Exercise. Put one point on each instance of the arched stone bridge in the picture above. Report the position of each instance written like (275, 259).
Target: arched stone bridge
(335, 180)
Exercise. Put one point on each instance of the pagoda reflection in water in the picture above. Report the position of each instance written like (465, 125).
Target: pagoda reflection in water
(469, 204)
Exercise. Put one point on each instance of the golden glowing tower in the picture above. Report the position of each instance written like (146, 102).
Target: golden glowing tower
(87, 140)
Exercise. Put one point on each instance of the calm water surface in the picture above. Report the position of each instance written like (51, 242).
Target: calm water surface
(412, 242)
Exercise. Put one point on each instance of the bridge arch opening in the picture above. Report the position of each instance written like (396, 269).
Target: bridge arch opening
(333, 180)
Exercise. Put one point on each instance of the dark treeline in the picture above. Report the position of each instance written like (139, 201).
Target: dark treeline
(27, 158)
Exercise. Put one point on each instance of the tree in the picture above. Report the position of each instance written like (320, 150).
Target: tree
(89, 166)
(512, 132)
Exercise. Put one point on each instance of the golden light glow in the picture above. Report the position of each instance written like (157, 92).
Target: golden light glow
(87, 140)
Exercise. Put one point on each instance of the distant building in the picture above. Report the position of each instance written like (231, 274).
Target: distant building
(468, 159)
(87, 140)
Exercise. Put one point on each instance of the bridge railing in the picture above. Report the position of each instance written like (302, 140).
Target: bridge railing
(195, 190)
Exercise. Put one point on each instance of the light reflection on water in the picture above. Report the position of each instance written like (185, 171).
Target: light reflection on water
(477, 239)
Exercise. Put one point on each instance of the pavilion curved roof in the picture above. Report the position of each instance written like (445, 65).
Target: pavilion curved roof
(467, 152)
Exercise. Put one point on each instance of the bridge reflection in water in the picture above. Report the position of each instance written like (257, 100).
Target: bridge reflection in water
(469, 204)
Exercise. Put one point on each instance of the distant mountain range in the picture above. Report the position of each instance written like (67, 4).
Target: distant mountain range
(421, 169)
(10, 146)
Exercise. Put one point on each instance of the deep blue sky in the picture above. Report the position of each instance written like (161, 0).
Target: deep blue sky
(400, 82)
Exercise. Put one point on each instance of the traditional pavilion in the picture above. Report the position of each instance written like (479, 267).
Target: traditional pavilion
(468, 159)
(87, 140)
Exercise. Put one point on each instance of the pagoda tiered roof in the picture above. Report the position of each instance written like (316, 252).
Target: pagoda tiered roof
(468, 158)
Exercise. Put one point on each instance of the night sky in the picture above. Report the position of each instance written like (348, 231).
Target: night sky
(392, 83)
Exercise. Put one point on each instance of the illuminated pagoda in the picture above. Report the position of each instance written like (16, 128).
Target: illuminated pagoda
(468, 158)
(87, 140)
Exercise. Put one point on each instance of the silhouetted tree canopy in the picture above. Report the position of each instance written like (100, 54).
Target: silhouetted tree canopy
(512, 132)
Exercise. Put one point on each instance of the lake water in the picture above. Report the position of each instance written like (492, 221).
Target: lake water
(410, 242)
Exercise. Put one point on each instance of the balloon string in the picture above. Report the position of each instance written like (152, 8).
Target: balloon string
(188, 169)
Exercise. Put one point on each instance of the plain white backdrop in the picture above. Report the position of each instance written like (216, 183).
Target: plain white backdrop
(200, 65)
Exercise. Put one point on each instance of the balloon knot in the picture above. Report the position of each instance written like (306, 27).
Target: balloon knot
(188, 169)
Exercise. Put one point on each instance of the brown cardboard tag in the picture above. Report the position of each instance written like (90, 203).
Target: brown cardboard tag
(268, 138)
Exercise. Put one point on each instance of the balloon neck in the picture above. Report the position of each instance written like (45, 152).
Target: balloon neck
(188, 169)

Requirement:
Reproduce the entries above in full, verbatim.

Answer box:
Exercise. Put one point on each instance of the arched stone bridge in the picture above. Report the position of each instance written like (275, 259).
Target: arched stone bridge
(335, 180)
Exercise. Put one point on each instance of the pagoda reflection in water in the picture above. Report the position of each instance written like (465, 125).
Target: pagoda reflection in water
(469, 204)
Exercise. Put one point on each instance of the golden glowing tower in the picture above. Report the position of each instance written like (146, 102).
Target: golden glowing tower
(87, 140)
Exercise. Put one point on each instance of the calm water surface in the picture above. Report the position of each instance written like (51, 242).
Target: calm water surface
(412, 242)
Exercise. Put one point on each instance of the bridge arch opening in the picture above. Report the position of each instance written like (396, 269).
Target: bridge arch opening
(333, 180)
Exercise. Put one point on each instance of the dark treeline in the picture above. Report the position of each instance written like (139, 201).
Target: dark treeline
(27, 158)
Exercise. Put one point on each instance of the tree in the picture above. Report the position of each instance written like (320, 150).
Target: tree
(89, 166)
(512, 132)
Exercise. Put one point on each instance of the golden light glow in the picture above. Report the position of each instance written like (157, 92).
Target: golden light glow
(87, 140)
Exercise. Put one point on each instance of the distant building in the picture above. Report the position of each instance written like (231, 274).
Target: distant building
(468, 159)
(87, 140)
Exercise. Put one point on each instance of the bridge railing in the picture above. Report the position of each instance written like (302, 140).
Target: bridge railing
(195, 190)
Exercise. Put one point on each instance of the light reflection on water in the picture above. Report the position of each instance written like (185, 171).
Target: light reflection on water
(477, 239)
Exercise. Put one point on each instance of the pavilion curved roof in the picture above. Report the position of each instance written like (445, 65).
Target: pavilion curved roof
(467, 152)
Exercise. Put one point on each instance of the bridge reflection in water in the picture above. Report the position of each instance written like (257, 100).
Target: bridge reflection in water
(469, 204)
Exercise. Put one point on each instance of the distant mountain range in the picture above. Report the position of each instance written like (67, 4).
Target: distant mountain range
(421, 169)
(10, 146)
Exercise. Put one point on each instance of the deep blue sky in the picture above. Report the position of each instance written like (161, 0).
Target: deep blue sky
(400, 82)
Exercise. Put one point on each instance of the traditional pavilion in the picture above. Report the position of each instance written like (479, 267).
Target: traditional pavilion
(468, 159)
(87, 140)
Exercise. Put one point on each instance of the pagoda tiered roof in the picture above. Report the position of each instance written like (316, 252).
Target: pagoda tiered roof
(468, 158)
Exercise. Put one point on each instance of the night sky in the picture above. Report the position of each instance written like (348, 231).
Target: night sky
(392, 83)
Exercise. Put one point on each instance of the illuminated pagoda in the picture above. Report the position of each instance written like (16, 128).
Target: illuminated pagoda
(468, 158)
(87, 140)
Exercise. Put one point on each instance of the silhouetted tree canopy in the picture above. Report the position of each instance written like (100, 54).
Target: silhouetted tree canopy
(512, 132)
Exercise. Put one point on each instance of the lake water in the picture above. Report the position of each instance written like (492, 221).
Target: lake water
(410, 242)
Exercise. Put one point on each instance of the balloon string in the picture above. Report the position of each instance written like (152, 8).
Target: balloon string
(188, 169)
Exercise. Put one point on each instance of the plain white backdrop in the picture above. Report the position of each instance written like (216, 183).
Target: plain white backdrop
(200, 65)
Exercise. Put one point on each instance of the balloon knot in the picture above. Report the position of each instance written like (306, 27).
Target: balloon knot
(188, 169)
Exercise. Put one point on each instance of the brown cardboard tag in the picture above. Report the position of each instance written like (90, 203).
Target: brown cardboard tag
(268, 138)
Exercise. Put one point on each instance of the balloon neck in the picture above. Report the position of each instance written like (45, 152).
Target: balloon neck
(188, 169)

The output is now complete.